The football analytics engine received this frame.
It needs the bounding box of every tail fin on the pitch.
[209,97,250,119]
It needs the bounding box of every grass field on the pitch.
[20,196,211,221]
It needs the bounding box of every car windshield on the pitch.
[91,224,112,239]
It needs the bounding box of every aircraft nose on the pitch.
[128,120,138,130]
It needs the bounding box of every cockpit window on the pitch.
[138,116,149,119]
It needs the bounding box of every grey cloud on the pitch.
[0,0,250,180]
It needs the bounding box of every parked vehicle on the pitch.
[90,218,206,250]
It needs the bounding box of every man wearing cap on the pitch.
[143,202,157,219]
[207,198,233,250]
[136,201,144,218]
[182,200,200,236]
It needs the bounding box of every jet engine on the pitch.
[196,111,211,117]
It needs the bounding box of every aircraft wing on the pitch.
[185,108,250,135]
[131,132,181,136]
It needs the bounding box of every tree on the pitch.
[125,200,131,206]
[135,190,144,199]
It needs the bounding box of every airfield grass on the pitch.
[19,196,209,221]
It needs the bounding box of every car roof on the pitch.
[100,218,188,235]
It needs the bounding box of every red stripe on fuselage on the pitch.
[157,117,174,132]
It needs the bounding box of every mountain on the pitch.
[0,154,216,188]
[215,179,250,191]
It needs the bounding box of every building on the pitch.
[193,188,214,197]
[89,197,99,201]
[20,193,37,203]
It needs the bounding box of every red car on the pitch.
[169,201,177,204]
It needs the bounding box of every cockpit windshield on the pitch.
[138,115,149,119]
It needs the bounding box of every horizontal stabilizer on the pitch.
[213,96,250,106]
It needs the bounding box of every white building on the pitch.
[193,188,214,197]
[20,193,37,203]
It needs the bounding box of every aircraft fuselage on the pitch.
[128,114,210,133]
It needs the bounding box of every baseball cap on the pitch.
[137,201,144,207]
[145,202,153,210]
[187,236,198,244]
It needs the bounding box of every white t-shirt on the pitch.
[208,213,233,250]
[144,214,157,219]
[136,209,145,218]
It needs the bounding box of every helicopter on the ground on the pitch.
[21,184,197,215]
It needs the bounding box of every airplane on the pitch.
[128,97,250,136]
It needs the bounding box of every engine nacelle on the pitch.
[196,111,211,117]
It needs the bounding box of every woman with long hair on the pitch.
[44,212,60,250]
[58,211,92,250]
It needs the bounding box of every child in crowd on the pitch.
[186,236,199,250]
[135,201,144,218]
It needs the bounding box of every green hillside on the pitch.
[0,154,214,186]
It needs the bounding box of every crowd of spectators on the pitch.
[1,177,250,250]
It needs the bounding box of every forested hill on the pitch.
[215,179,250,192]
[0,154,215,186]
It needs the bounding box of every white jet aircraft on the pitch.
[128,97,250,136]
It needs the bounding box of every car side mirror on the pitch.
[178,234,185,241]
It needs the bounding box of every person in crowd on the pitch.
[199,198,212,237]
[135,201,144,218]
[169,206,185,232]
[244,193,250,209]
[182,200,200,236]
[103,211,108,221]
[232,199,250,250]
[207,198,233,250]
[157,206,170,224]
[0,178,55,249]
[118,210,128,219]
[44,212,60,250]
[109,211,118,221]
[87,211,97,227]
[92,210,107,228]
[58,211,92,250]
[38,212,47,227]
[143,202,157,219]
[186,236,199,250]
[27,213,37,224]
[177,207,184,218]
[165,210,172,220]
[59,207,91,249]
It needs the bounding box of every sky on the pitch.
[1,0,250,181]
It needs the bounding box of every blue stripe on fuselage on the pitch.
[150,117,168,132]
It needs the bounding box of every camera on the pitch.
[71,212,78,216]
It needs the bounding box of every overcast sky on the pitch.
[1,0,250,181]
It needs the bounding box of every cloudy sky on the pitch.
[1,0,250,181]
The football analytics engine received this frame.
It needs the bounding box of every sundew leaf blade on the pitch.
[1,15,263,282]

WORK TASK
Down to the last line, restate the records exactly.

ANSWER SECTION
The football analytics engine received this frame.
It needs the bounding box of every tail fin on the pitch.
[209,97,250,119]
It needs the bounding box of every grass field on the pitch.
[20,196,211,221]
It needs the bounding box of every car windshield on the pitch.
[91,224,112,239]
It needs the bounding box of every aircraft nose on the pitch.
[128,120,138,130]
It needs the bounding box of every cockpit window on the pitch.
[138,116,149,119]
It needs the bounding box of every grey cloud on the pitch.
[0,0,250,180]
It needs the bounding box of every parked vehicle on the pitch.
[90,218,206,250]
It needs the bounding box of every man wearing cap on the pitch.
[143,202,157,219]
[207,198,233,250]
[136,201,144,218]
[182,200,200,236]
It needs the bounding box of every jet engine on the pitch.
[196,111,211,117]
It needs the bounding box of every aircraft wing on the pitch.
[185,108,250,135]
[131,132,181,136]
It needs the bounding box of every tree on the pitch.
[125,200,131,206]
[135,190,144,199]
It needs the bounding box of every airfield grass on the pitch.
[19,196,209,221]
It needs the bounding box of every car roof on the pitch.
[100,218,188,235]
It needs the bounding box of every red stripe on fuselage on the pitch.
[157,117,174,132]
It needs the bounding box of every mountain on the pitch.
[0,154,216,188]
[215,179,250,191]
It needs the bounding box of every building on the pitch.
[193,188,214,197]
[89,197,99,201]
[20,193,37,203]
It needs the bounding box of every red car on the pitch.
[169,201,177,204]
It needs the bounding box of every cockpit windshield on the pitch.
[138,115,149,119]
It needs the bounding box of every horizontal stabilizer on the pitch.
[213,96,250,106]
It needs the bounding box of every white building on the pitch.
[193,188,214,197]
[20,193,37,203]
It needs the bounding box of every aircraft fuselage on the pitch.
[128,114,210,133]
It needs the bounding box of every baseball cap on the pitch.
[137,201,144,207]
[145,202,153,210]
[187,236,198,244]
It needs the bounding box of every white t-shirt on the pitch.
[208,213,233,250]
[144,214,157,219]
[136,209,145,218]
It needs the bounding box of every helicopter on the ground on the pitch.
[21,184,197,215]
It needs the bounding box of every airplane on the pitch.
[128,97,250,136]
It needs the bounding box of every engine nacelle on the pitch.
[196,111,211,117]
It needs the bounding box of every woman with long hair on the pitch.
[44,212,60,250]
[58,211,92,250]
It needs the bounding box of every child in crowd on the pitch.
[186,236,199,250]
[135,201,144,218]
It needs the bounding box of every green hillside on the pitch.
[0,154,214,186]
It needs the bounding box of every crowd of spectators on the pitch.
[1,177,250,250]
It needs the bounding box of every forested hill on the pitch.
[215,179,250,192]
[0,154,215,186]
It needs the bounding box of every white jet aircraft on the pitch.
[128,97,250,136]
It needs the bounding box of every car side mirror on the pitch.
[178,234,185,241]
It needs the bounding box of every person in crowd on the pitch.
[199,198,212,237]
[135,201,144,218]
[169,206,185,232]
[244,193,250,209]
[182,200,200,236]
[103,211,108,221]
[232,199,250,250]
[207,198,233,250]
[157,206,170,224]
[0,178,55,249]
[118,210,128,219]
[44,212,60,250]
[109,211,118,221]
[87,211,97,227]
[92,210,107,228]
[58,211,92,250]
[38,212,47,227]
[143,202,157,219]
[186,236,199,250]
[27,213,37,224]
[177,207,184,218]
[165,210,172,220]
[59,207,91,249]
It needs the bounding box of every sky on the pitch.
[1,0,250,181]
It needs the bounding box of every blue stripe on fuselage on the pitch.
[150,117,168,132]
It needs the bounding box of every camera on the pitch.
[71,212,78,216]
It needs the bounding box of every overcast sky on the pitch.
[1,0,250,181]
It needs the bounding box of every cloudy sky on the pitch.
[1,0,250,181]
The football analytics engine received this frame.
It needs the bounding box of every sundew leaf blade on the pitch.
[1,15,263,282]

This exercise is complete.